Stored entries
■ ■ ■ ■ ■

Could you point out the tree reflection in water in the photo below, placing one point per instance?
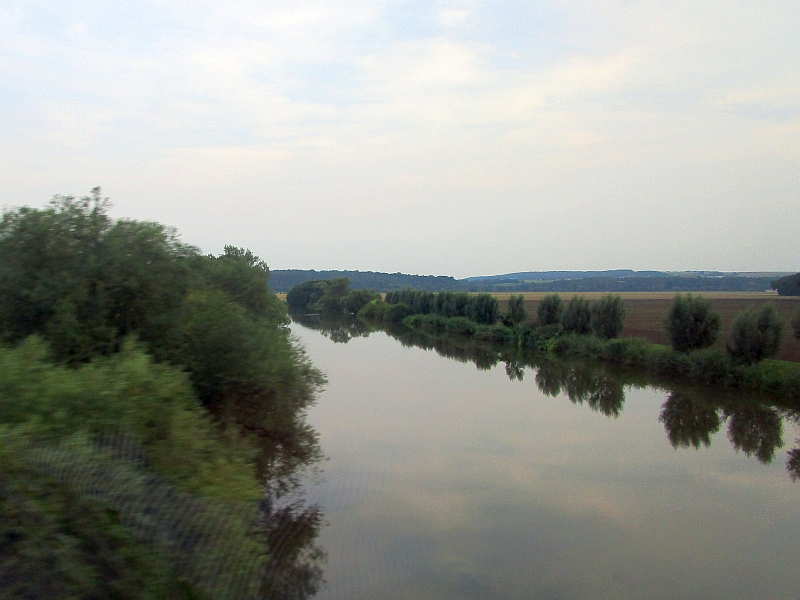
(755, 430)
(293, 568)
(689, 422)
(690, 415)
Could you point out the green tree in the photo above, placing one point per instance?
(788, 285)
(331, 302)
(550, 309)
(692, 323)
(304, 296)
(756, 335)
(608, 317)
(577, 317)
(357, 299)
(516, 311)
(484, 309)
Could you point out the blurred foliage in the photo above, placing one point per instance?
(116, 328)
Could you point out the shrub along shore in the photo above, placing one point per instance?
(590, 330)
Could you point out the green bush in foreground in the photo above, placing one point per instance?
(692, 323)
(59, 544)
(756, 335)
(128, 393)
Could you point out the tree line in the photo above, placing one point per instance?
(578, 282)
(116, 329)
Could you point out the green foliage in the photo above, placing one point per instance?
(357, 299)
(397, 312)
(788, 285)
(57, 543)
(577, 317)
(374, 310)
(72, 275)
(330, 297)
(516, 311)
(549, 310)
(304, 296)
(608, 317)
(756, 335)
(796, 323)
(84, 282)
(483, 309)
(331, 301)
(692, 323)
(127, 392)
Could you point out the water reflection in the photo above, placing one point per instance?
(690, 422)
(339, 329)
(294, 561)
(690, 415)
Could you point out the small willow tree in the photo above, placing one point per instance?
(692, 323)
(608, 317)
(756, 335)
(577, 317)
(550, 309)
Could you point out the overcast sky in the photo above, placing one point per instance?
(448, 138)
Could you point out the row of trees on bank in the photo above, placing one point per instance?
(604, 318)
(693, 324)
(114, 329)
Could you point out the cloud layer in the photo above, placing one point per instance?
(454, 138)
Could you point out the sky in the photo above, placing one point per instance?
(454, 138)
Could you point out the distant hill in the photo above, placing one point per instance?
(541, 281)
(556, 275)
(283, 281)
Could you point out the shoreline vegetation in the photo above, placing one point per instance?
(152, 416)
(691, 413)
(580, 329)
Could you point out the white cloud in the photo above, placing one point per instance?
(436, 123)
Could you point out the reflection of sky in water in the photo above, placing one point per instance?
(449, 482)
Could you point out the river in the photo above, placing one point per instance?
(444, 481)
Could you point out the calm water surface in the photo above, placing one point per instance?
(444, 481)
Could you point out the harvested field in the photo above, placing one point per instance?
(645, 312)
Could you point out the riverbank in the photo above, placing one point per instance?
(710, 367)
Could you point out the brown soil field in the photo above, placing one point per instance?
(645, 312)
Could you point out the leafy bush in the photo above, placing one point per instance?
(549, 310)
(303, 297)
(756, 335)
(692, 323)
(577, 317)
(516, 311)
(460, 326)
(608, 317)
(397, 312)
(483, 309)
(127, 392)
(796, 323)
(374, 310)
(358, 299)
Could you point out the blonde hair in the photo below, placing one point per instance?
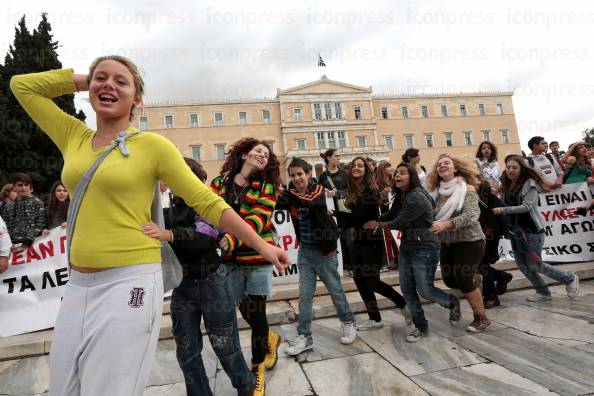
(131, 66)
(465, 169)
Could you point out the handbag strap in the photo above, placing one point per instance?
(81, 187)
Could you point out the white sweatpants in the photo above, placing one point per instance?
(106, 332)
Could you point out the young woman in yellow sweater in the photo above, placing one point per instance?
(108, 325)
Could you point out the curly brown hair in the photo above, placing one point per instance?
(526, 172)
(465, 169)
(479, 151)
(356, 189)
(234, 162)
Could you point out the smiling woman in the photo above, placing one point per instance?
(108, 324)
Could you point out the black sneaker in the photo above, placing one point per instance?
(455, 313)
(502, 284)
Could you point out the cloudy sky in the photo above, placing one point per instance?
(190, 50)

■ ■ ■ ■ ■

Copy the lines from the one containing "Could you point out the cloudy" through the end of the stored entries, both included, and increase each coordinate in the answer points by 95.

Could you point out the cloudy sky in the photo above, placing one point per instance?
(285, 145)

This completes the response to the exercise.